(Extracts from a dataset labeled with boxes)
▬▬▬▬▬▬
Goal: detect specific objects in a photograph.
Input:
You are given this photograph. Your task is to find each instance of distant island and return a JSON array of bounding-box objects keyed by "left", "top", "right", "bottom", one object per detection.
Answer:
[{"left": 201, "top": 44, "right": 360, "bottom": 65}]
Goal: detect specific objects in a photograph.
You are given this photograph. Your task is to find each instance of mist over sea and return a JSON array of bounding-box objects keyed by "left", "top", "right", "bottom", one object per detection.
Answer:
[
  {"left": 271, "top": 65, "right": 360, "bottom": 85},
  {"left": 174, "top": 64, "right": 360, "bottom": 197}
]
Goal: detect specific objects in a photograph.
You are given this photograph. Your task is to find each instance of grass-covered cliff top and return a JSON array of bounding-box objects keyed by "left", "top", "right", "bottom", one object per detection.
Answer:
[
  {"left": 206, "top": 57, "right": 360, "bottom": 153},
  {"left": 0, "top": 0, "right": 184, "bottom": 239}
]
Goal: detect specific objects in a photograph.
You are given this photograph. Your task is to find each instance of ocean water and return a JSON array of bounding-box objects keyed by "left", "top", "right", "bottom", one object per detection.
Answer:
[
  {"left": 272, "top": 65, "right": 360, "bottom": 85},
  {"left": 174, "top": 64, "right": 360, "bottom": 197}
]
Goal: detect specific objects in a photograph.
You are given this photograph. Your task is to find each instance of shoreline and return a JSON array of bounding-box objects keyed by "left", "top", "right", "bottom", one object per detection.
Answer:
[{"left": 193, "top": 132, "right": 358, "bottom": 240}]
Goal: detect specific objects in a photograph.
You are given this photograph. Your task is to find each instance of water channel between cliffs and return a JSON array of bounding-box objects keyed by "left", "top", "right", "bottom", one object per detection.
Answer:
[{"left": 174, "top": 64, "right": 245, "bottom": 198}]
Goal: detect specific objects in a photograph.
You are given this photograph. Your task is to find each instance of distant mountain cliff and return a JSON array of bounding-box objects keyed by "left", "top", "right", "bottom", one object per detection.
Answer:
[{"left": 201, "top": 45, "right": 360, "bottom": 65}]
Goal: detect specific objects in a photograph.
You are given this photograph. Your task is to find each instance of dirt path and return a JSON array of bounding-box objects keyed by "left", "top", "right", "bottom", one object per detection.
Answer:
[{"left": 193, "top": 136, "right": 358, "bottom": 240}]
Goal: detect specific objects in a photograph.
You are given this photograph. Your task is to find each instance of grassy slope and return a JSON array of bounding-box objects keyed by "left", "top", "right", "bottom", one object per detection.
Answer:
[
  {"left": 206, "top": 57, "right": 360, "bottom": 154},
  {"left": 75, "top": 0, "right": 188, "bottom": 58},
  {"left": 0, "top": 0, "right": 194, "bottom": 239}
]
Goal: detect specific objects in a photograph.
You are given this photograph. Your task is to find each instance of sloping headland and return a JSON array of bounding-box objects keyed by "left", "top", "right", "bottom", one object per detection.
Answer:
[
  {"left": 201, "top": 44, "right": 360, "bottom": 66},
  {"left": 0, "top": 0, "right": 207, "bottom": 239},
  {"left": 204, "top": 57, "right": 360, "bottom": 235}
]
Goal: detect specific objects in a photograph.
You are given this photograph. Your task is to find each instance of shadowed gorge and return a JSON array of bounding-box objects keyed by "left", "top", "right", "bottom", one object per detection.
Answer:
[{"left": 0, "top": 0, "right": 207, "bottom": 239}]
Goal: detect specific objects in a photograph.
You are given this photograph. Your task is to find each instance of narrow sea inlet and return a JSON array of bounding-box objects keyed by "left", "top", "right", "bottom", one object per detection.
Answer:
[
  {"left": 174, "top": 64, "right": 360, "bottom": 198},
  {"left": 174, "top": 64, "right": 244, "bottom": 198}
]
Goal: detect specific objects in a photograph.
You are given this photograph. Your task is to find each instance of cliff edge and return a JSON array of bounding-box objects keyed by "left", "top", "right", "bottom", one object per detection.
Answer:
▬▬▬▬▬▬
What you need to do:
Extract every line of the items above that contains the string "distant", treating uppercase and lowercase letters as distinct.

Completed exercise:
You are given this photograph. Your task is to find each instance of distant island and return a JSON array of bounding-box objects keyed by "left", "top", "right", "bottom", one object per detection.
You are given this photograph. Your task is to find each instance of distant mountain cliff and return a JSON array of bounding-box objects keyed by "left", "top", "right", "bottom", one object per detection.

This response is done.